Keyword search on "wall": report each line of the records that contains it.

(Stored records)
_ _ _ _ _ _ _

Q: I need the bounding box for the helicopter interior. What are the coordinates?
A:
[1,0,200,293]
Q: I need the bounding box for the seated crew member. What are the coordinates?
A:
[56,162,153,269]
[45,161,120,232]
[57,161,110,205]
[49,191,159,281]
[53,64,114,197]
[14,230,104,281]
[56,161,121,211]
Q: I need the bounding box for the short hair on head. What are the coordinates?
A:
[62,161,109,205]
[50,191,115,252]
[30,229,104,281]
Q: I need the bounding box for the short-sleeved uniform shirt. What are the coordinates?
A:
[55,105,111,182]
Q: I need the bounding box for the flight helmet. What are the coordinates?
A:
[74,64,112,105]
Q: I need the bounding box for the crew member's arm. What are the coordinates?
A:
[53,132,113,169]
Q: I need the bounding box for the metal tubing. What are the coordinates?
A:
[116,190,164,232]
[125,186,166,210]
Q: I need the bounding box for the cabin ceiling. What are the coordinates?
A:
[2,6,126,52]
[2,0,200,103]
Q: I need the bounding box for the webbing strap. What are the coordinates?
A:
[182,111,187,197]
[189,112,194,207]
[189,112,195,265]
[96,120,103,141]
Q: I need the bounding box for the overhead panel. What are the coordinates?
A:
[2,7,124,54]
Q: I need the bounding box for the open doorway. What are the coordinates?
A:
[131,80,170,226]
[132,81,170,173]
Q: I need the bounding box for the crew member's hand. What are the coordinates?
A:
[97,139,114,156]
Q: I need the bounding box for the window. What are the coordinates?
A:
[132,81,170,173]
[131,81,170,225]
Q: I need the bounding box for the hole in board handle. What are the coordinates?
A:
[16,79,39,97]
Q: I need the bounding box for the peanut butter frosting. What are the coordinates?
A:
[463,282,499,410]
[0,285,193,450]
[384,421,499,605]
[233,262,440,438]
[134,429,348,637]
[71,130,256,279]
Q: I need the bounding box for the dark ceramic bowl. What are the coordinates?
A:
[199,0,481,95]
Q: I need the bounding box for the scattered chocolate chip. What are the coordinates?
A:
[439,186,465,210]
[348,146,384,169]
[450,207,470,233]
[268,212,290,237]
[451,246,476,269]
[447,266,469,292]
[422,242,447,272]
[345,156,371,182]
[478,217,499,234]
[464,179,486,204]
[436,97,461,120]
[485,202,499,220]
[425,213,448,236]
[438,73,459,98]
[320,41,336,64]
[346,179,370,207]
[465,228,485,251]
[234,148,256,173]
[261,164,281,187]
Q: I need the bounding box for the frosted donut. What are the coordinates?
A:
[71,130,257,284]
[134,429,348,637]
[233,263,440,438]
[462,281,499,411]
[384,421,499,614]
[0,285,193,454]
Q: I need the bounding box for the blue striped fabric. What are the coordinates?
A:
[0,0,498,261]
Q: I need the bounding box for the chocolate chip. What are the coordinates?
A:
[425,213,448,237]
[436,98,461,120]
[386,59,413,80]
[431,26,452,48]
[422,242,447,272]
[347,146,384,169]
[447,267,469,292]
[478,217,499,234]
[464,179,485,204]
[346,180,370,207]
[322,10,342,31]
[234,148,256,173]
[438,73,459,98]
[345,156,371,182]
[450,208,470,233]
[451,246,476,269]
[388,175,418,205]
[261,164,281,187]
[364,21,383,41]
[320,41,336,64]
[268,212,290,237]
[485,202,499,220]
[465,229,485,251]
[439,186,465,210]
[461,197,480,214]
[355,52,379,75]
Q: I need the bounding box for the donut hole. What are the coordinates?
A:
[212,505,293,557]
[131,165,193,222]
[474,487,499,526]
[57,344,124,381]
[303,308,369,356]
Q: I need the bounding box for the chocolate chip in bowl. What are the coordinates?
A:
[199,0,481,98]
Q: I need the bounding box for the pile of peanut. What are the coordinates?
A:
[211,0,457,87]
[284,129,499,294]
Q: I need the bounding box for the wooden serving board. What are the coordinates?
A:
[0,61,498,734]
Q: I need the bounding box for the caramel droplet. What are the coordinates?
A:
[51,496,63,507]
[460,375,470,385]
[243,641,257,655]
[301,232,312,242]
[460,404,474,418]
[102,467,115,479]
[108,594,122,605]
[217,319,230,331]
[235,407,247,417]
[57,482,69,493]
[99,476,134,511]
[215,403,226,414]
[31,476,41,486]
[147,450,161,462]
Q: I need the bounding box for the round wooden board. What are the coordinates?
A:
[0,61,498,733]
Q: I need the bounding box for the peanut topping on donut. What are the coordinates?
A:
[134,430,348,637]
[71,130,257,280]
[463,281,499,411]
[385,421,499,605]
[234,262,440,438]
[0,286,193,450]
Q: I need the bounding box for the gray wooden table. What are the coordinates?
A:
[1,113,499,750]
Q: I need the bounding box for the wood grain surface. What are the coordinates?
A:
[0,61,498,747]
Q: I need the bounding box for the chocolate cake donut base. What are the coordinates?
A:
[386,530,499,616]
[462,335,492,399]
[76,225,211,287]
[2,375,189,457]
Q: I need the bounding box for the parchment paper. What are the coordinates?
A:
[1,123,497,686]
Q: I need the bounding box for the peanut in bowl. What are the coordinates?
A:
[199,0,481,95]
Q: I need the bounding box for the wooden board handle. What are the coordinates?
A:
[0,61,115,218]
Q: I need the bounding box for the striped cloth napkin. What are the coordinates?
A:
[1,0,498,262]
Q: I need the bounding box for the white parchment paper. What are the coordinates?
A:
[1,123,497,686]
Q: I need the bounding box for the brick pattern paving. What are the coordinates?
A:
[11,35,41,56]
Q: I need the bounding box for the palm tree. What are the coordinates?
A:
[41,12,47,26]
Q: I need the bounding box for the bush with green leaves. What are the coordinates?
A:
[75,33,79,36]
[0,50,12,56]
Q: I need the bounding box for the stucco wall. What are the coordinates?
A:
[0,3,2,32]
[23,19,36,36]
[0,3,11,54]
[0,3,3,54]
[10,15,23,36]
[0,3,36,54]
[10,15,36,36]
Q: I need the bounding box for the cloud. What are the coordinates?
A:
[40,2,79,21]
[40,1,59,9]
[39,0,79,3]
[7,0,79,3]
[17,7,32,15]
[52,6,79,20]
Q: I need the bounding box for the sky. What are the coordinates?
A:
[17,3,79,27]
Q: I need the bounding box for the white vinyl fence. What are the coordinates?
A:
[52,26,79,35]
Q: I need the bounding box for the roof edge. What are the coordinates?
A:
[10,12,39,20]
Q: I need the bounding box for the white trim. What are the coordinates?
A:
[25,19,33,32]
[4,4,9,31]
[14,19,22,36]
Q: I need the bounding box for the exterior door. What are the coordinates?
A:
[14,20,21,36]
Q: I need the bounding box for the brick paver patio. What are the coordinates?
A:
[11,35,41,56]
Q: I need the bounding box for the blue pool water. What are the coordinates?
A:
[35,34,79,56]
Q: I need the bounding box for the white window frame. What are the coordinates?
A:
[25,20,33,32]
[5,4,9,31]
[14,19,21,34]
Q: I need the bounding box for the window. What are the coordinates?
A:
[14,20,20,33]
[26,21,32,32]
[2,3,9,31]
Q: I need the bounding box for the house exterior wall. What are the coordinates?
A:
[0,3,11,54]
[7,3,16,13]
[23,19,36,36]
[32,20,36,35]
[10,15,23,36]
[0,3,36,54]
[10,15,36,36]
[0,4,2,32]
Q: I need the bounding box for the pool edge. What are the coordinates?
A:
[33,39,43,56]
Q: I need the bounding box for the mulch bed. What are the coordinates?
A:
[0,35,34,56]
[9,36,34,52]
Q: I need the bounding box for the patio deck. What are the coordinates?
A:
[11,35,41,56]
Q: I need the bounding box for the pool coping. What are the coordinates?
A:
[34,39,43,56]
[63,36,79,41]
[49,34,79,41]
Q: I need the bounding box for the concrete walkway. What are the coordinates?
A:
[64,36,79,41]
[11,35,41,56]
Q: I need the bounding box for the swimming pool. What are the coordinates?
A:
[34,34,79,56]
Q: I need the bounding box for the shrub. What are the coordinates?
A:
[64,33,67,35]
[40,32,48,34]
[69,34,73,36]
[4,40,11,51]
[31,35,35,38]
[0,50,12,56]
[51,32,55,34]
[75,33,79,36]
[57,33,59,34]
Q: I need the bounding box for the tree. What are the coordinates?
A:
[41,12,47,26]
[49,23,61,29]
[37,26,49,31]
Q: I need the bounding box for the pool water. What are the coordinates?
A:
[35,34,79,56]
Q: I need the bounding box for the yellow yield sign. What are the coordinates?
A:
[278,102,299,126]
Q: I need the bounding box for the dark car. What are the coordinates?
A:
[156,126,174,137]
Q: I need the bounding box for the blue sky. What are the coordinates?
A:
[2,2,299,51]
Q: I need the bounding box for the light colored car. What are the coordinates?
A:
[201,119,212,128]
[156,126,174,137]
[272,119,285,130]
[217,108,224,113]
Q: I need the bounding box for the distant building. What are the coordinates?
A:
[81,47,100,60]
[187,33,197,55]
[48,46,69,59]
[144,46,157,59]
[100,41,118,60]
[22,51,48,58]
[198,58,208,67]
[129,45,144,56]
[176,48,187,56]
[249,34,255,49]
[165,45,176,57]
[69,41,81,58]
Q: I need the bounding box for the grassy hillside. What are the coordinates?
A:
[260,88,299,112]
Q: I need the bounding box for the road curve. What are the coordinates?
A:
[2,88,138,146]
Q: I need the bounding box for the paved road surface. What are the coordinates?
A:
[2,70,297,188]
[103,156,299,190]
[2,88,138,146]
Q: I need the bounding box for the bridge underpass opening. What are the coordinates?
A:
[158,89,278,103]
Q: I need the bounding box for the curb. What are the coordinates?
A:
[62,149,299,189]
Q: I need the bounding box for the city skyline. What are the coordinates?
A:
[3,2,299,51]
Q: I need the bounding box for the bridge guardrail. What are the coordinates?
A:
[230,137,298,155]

_ _ _ _ _ _ _

**RESPONSE TO THE EXERCISE**:
Q: I need the bounding box for the stucco wall. What are the coordinates?
Q: I need the bounding box for the house exterior wall. What are the coordinates?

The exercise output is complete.